- **Brano da leggere**:
++++++++
Una furia gioiosa padrona del palco: la comica siciliana regala lo show in un Festival dalla faccia imbronciata

L’aveva detto con quel suo sorriso speciale in conferenza stampa: «Non prendiamoci troppo sul serio». E così Teresa Mannino con puntuta efficacia aveva smontato i pomposi trionfalismi dei numeri. Dettando la linea. Quando è arrivata sul palco scendendo le scale a suo modo, con le sue piume svolazzanti per le quali «non è stato ammazzato nessun uccello, lo dico prima di qualsiasi polemica» ha travolto la terza serata, come una tromba d’aria benefica, al punto che è stata elargita al pubblico solo col contagocce perché passi tutto ma una donna che mette in ombra il conduttore è un’esagerazione a cui non siamo ancora preparati. Più a suo agio di Fiorello col broncio per le critiche, una furia comica dietro agli occhiali, che si è dedicata al teatro perché non c’è gara, altro che insipida televisione.
++++++++
- **Problema posto 1**: Traduci in inglese, per favore, questa frase del brano su Teresa Mannino: «E così Teresa Mannino con puntuta efficacia aveva smontato i pomposi trionfalismi dei numeri.»
- **Problema posto 2**: Nelle righe riportate più sotto, riscrivi come elenco numerato tutto ciò che va dalla riga che contiene "Provide the segmentation of every instance of the light" giù fino alla riga che contiene "2), (203, 37)]", estremi inclusi. Tralascia le righe vuote.

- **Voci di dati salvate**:
++++++++
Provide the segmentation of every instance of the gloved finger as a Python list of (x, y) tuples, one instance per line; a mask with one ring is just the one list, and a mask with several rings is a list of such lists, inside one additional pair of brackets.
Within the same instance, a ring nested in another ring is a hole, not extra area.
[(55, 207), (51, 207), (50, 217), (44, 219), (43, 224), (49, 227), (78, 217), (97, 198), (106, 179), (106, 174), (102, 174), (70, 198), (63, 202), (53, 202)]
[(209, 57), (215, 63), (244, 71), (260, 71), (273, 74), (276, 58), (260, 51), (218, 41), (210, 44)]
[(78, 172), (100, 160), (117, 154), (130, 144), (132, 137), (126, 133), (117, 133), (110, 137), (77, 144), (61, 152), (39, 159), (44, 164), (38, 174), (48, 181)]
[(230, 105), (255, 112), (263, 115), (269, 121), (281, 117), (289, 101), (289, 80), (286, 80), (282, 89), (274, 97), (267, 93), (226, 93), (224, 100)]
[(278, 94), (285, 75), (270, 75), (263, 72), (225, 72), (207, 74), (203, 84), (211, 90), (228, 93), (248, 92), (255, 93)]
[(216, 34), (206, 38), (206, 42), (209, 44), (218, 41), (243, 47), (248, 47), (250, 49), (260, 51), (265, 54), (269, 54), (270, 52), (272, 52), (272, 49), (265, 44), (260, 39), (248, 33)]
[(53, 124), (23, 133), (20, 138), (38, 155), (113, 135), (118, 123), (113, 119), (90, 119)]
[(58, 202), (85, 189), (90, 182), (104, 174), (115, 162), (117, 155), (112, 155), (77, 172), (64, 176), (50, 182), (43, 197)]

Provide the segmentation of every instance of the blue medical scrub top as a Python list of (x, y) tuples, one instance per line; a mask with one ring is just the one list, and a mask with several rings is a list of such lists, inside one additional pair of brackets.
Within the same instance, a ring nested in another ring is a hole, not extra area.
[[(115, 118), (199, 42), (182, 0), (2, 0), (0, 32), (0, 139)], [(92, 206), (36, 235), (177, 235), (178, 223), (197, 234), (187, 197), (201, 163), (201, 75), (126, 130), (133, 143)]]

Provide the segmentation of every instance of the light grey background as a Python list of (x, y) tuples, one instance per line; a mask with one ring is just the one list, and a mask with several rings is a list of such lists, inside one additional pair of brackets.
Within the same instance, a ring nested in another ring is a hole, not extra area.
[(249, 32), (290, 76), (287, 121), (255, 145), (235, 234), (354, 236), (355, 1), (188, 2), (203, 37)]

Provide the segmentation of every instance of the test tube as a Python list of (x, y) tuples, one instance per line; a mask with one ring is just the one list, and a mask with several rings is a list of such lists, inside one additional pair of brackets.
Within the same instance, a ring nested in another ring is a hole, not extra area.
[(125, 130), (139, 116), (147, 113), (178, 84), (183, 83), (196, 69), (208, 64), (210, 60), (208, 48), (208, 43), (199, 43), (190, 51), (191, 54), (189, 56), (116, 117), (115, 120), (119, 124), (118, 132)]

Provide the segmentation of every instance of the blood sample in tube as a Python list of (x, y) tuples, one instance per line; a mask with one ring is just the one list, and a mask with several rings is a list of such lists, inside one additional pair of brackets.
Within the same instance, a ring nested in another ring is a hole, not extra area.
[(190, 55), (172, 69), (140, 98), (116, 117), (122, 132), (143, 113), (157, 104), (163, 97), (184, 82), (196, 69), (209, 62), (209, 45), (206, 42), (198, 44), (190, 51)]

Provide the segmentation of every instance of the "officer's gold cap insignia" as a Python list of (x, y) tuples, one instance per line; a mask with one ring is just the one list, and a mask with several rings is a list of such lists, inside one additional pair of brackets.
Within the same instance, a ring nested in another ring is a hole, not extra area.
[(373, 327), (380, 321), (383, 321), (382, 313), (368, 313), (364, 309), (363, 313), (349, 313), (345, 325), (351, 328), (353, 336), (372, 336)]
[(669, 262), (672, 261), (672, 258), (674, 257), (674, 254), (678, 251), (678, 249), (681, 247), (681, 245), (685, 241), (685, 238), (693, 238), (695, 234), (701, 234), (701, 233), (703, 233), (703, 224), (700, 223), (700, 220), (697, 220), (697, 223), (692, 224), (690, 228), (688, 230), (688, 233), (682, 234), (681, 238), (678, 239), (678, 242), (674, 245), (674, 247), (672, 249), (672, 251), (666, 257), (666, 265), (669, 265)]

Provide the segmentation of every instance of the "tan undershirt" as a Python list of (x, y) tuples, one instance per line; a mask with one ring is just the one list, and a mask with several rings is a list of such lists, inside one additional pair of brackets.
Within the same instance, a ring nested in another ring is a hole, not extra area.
++++++++
- **Soluzione scritta 1**: And so Teresa Mannino, with pointed effectiveness, had dismantled the pompous triumphalism of the numbers.

- **Soluzione scritta 2**:
1. Provide the segmentation of every instance of the light grey background as a Python list of (x, y) tuples, one instance per line; a mask with one ring is just the one list, and a mask with several rings is a list of such lists, inside one additional pair of brackets.
2. Within the same instance, a ring nested in another ring is a hole, not extra area.
3. [(249, 32), (290, 76), (287, 121), (255, 145), (235, 234), (354, 236), (355, 1), (188, 2), (203, 37)]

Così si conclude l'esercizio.